> SUPPLIED PASSAGE
Can you mention is there maybe a specific area where the idea could come from?

Anderson:

The idea how to do the math actually was in the literature. You'll be interested to know that it was in the thesis of M.J. Klein, another historian of science, who then left physics. But he was only dealing with Ferro magnets. And so this leads to trivial—

Kojevnikov:

And where was he?

Anderson:

I don't know where he was at that time. This leads to trivial results for the Ferro magnet. But for the anti-Ferro magnet the same method leads to these very interesting results. The formal theory I didn't even know until twenty years later. The formal theory turns out to be something called the non linear sigma model. But the basic physics is this idea of the quasi-degeneracy of the ground state and the long living wave packet that is easily manipulated. And I recognized that this same phenomenon was really responsible for phonons in solids and so on. We got a spin wave spectrum and the spin wave spectrum also had pre existed due to semi-classical theory. There were semi-classical studies of it, but nobody had ever really done the quantum theory properly. This told you why two and three dimensional anti-ferromagnets could exist, but one dimensional could not. In fact, two dimensional isn't thermally stable as is now known. (I think I knew it at the time). This one together with exchange narrowing called the attention of Ryogo Kubo [?] particularly to me. And I met Kubo who was at Chicago at that time. And we discussed this and we discussed things having to do with fluctuation dissipation and it's use and in spectra. He did not speak very good English and I didn't speak any Japanese at all, but we somehow communicated. He had tried to do this same job and not succeeded. Not really completely succeeded, had not gotten a complete answer. So this seems to have impressed him, so he got me invited to Japan through the Fulbright Foundation. I was at that time twenty-nine and three years post Ph.D. and very little known. So it was very strange that the very first Fulbright physicist ever to go to Japan should be me. So Kubo: claims much later he told me, "After all, I discovered you." I said, "But I thought I discovered you." But anyhow, he said, "Could you come for a year starting in 1952?" and I said, "No. No way. I just bought a house." And he said could you come for half a year starting in 1953?" and I couldn't say no to that because I had said if it was less and later maybe I could do it. I was not sufficiently definite in refusing, so I went. Bell Labs let me go.

Kojevnikov:

What did he hope to achieve?

Anderson:

Well, they achieved what they hoped to achieve, which was to train a group of young physicists in the theory of magnetism. And for me to work with Kubo. Both happened.

[Stored dataset items]
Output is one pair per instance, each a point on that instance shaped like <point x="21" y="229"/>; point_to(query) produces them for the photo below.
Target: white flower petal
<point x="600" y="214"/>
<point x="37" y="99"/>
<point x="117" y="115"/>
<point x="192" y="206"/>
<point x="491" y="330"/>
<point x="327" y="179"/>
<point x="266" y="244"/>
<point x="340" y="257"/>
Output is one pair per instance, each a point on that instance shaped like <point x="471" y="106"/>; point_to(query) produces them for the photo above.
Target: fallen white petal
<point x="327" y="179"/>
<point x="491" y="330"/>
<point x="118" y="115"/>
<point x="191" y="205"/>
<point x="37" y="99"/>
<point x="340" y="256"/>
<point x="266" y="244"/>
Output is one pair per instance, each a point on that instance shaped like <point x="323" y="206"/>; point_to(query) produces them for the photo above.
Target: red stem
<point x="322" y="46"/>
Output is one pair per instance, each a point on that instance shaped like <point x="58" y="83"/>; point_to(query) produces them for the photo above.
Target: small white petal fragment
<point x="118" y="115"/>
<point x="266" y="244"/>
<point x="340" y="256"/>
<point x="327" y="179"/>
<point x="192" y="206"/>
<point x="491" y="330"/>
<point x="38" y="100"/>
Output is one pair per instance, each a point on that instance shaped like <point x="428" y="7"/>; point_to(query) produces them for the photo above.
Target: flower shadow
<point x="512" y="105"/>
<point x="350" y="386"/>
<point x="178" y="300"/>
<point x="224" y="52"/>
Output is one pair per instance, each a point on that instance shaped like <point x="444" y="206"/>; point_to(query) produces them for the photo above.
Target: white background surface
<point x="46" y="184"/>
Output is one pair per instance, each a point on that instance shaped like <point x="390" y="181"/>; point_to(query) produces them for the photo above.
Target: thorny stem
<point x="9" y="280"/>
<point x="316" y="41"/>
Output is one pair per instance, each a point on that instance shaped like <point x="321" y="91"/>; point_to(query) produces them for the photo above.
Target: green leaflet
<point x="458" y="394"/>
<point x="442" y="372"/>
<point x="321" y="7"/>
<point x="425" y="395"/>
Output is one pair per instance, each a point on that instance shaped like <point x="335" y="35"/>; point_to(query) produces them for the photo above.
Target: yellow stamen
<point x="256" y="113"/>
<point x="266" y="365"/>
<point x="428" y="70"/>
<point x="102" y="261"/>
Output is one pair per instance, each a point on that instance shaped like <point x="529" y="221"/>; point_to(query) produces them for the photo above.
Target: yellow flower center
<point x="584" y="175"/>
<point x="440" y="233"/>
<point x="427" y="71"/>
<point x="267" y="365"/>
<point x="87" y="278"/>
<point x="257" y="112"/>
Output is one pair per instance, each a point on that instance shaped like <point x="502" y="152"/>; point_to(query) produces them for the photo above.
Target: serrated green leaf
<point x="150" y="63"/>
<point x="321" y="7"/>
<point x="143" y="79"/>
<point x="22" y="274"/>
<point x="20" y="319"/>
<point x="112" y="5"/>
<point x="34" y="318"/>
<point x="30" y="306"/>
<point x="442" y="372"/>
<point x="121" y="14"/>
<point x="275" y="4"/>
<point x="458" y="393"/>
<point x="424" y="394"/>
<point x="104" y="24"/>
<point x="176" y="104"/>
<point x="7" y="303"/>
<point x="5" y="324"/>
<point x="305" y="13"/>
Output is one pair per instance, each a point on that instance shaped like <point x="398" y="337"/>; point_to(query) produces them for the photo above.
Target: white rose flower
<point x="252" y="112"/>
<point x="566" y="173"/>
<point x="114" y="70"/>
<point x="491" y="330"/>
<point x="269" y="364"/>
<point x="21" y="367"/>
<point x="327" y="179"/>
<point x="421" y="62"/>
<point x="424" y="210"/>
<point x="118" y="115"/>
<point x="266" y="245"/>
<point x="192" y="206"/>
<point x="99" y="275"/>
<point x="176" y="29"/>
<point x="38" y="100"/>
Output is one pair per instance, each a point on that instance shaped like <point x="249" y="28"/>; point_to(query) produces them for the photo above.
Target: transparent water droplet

> PROBLEMS
a - Return the part of the interview excerpt between "What did he" and "Kubo. Both happened.", inclusive, copied word for word.
b - Return every line of the records that contains the string "petal", treating uppercase and lowercase as different.

> COMPLETE ANSWERS
a -
What did he hope to achieve?

Anderson:

Well, they achieved what they hoped to achieve, which was to train a group of young physicists in the theory of magnetism. And for me to work with Kubo. Both happened.

b -
Target: white flower petal
Target: fallen white petal
Target: small white petal fragment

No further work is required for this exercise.